[start Exercise materials]
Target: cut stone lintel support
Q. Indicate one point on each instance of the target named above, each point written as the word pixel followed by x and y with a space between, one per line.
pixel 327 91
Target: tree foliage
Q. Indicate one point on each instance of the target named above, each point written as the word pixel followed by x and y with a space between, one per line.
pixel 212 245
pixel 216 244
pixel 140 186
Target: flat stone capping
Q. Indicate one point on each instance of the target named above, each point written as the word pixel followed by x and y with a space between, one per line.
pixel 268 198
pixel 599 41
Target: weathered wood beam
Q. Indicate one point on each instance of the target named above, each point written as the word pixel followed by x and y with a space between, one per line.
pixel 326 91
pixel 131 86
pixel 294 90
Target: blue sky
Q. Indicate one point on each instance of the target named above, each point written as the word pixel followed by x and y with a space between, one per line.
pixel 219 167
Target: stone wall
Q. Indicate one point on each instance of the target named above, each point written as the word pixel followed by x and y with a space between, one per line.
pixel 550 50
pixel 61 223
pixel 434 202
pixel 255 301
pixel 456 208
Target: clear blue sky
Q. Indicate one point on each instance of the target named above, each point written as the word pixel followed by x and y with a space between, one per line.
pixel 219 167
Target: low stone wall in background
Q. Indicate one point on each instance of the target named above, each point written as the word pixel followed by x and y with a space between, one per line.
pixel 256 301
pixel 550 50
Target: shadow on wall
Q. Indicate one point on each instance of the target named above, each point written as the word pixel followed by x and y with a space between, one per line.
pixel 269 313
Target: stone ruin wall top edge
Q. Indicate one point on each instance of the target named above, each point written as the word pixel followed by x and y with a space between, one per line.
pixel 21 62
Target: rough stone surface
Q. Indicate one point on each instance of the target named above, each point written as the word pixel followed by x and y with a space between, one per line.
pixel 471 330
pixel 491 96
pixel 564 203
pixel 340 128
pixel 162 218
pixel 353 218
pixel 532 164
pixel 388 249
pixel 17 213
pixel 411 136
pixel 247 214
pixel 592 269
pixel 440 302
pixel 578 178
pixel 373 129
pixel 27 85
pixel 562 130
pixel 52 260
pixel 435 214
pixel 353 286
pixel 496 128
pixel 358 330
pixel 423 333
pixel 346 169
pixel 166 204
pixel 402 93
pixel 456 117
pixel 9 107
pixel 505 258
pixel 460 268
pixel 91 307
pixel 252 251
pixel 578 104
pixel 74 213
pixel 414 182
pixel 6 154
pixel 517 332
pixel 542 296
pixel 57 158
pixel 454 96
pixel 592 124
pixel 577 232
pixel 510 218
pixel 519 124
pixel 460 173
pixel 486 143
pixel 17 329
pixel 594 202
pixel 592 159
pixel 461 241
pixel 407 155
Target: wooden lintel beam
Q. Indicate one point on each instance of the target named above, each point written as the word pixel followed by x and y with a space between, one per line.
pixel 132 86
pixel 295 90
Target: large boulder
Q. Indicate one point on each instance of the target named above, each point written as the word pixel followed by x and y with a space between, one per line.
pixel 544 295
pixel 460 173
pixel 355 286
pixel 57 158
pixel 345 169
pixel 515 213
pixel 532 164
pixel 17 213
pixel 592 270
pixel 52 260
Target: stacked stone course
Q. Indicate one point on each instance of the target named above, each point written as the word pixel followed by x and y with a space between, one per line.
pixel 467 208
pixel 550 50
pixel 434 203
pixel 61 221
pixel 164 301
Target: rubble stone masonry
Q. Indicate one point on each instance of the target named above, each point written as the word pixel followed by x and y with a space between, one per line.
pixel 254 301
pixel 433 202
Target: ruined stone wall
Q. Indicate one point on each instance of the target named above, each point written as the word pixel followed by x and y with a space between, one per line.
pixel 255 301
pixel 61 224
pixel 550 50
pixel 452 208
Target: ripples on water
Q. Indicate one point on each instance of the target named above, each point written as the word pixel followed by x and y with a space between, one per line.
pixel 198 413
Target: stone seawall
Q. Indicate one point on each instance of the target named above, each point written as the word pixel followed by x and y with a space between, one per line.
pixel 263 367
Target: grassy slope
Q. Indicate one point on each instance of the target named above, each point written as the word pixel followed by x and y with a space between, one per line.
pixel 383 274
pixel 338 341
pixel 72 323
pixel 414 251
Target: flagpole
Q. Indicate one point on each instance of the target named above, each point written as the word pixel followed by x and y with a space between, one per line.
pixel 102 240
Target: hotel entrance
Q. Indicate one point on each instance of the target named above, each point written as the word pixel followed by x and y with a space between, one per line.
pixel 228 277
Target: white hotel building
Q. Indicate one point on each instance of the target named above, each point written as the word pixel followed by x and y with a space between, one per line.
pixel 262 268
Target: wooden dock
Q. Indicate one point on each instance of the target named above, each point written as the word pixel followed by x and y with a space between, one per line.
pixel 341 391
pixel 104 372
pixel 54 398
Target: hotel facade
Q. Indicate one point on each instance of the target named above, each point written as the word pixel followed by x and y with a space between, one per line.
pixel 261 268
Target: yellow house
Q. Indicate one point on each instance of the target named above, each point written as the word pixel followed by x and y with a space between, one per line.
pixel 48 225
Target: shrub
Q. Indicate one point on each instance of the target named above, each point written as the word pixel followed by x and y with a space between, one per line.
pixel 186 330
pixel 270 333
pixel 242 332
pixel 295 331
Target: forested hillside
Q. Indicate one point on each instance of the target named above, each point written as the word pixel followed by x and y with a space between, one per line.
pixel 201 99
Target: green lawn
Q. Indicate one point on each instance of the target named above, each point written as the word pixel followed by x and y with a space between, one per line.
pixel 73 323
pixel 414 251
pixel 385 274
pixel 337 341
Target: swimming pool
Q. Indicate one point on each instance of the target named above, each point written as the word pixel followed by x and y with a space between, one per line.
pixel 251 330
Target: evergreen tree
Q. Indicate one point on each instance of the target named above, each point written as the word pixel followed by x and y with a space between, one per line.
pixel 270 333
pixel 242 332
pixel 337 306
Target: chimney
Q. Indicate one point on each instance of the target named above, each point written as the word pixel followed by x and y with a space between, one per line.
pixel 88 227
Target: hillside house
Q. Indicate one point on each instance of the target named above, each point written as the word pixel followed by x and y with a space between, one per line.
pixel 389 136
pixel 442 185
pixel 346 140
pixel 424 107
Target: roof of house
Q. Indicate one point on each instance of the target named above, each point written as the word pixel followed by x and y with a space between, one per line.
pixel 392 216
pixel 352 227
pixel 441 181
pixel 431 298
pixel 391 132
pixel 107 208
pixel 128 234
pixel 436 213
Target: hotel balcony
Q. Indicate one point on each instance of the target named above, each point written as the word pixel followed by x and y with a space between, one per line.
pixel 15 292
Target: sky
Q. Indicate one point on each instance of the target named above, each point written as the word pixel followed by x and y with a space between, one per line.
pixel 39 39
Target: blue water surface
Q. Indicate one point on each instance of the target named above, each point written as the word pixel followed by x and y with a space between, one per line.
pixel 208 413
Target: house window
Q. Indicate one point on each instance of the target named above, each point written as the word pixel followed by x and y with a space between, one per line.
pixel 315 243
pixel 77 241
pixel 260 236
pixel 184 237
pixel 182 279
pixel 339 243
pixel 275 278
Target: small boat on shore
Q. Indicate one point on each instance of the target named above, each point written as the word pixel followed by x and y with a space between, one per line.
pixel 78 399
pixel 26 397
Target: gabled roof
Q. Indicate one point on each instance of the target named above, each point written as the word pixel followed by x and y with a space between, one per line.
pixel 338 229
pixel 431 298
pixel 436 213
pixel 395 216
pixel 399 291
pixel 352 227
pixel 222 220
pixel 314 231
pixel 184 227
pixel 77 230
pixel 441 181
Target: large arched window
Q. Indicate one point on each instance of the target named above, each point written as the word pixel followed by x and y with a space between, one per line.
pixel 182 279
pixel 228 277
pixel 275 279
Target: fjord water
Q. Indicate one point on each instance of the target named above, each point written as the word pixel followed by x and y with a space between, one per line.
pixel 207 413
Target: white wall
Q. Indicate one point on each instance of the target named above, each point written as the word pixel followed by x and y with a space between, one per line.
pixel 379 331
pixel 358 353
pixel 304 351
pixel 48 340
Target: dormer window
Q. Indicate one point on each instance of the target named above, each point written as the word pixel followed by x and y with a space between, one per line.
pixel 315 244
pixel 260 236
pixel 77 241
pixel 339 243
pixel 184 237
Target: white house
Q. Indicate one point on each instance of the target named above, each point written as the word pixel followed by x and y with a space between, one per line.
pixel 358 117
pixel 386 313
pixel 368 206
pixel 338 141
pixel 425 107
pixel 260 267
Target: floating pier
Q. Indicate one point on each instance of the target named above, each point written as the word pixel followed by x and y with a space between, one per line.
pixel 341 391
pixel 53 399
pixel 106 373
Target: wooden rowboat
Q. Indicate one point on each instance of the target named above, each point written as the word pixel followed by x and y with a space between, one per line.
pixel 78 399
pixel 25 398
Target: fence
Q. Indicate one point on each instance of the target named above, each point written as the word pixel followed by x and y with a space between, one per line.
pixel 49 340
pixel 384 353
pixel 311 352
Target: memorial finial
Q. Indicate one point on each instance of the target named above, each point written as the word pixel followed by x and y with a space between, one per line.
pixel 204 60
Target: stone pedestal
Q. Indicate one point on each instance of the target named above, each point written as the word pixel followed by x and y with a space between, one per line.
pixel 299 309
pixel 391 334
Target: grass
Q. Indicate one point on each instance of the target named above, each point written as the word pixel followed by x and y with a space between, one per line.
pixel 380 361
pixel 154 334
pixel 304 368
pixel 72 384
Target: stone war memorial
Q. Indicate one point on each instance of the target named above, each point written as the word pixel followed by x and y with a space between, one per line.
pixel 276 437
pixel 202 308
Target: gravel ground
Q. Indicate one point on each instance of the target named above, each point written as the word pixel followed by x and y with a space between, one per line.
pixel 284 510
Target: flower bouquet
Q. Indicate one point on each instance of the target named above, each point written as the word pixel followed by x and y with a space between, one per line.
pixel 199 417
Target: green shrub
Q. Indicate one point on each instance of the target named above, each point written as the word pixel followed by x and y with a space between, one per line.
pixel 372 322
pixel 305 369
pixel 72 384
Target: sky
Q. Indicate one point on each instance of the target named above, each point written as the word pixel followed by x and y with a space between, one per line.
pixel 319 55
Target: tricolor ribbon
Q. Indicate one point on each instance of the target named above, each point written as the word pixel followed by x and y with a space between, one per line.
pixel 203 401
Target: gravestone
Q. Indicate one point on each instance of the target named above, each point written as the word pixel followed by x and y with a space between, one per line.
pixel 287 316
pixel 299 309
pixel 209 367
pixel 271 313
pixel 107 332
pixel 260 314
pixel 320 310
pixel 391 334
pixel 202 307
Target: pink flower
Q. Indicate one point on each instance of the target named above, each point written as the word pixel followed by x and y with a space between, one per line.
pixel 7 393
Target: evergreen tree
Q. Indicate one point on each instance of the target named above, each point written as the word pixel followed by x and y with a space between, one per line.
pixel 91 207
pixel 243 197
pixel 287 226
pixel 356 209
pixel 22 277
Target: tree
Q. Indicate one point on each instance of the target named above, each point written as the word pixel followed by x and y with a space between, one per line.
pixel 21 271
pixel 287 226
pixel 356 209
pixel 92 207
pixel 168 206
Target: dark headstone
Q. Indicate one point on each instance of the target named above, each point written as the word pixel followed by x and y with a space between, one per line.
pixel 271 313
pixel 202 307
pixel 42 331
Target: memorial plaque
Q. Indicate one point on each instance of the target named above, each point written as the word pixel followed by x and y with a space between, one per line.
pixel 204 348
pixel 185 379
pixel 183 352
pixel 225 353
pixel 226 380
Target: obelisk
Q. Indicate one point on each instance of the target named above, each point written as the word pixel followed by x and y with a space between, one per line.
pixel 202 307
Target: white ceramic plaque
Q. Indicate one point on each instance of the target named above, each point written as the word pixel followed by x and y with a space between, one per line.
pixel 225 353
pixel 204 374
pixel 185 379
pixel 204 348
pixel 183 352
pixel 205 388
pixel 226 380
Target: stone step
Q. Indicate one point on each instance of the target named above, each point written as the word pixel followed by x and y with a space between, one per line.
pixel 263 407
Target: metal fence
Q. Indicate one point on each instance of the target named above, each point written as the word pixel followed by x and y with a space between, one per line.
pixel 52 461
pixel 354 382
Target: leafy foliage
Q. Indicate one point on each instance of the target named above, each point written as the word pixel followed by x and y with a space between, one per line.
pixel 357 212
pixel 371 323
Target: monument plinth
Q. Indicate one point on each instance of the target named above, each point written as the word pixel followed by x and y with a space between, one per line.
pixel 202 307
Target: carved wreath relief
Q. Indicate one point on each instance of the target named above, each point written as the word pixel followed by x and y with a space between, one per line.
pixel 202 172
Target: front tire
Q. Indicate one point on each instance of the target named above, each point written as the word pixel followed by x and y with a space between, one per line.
[end Exercise materials]
**Goal of the exercise:** Quote verbatim the lines of the entries above, starting at the line containing "Target: green lawn" and ending at the line containing "pixel 275 278", with both of those lines included.

**Answer to the exercise:**
Target: green lawn
Q. Indicate one point on each instance of the target named above, each point written as the word pixel followed by x and y with a space between, one per line.
pixel 73 323
pixel 414 251
pixel 385 274
pixel 337 341
Target: swimming pool
Q. Indicate one point on each instance of the target named above, each point written as the word pixel followed by x and y with a space between, one per line.
pixel 251 330
Target: evergreen tree
Q. Indicate one point on each instance of the target named above, each point written as the word pixel followed by x and y with a space between, one per line.
pixel 270 333
pixel 242 332
pixel 337 306
Target: chimney
Q. Indicate one point on each instance of the target named above, each point written as the word pixel followed by x and y with a space between, one per line.
pixel 88 227
Target: hillside house
Q. Indicate one point on each instance of the target named above, each point written as the word pixel followed by x and y with a space between, one per line.
pixel 389 136
pixel 442 185
pixel 346 140
pixel 424 107
Target: roof of house
Q. Indicate one point on each instance of the target named above, each point written as the word pixel followed by x and y with a space between, one per line.
pixel 392 216
pixel 352 227
pixel 441 181
pixel 431 298
pixel 391 132
pixel 107 208
pixel 128 234
pixel 436 213
Target: hotel balcony
Q. Indicate one point on each instance of the target named above, each point written as the word pixel followed by x and y with a space between, one per line.
pixel 15 292
Target: sky
Q. Indicate one point on each instance of the target named above, each point written as the word pixel followed by x and y with a space between, one per line.
pixel 39 39
Target: blue water surface
Q. Indicate one point on each instance of the target named above, each point written as the word pixel followed by x and y with a space between, one per line.
pixel 208 413
Target: house window
Q. Indicate one point on each instance of the target named above, each point written as the word pixel followed by x and y with a space between, one per line.
pixel 315 243
pixel 77 241
pixel 260 236
pixel 184 237
pixel 182 279
pixel 339 243
pixel 275 278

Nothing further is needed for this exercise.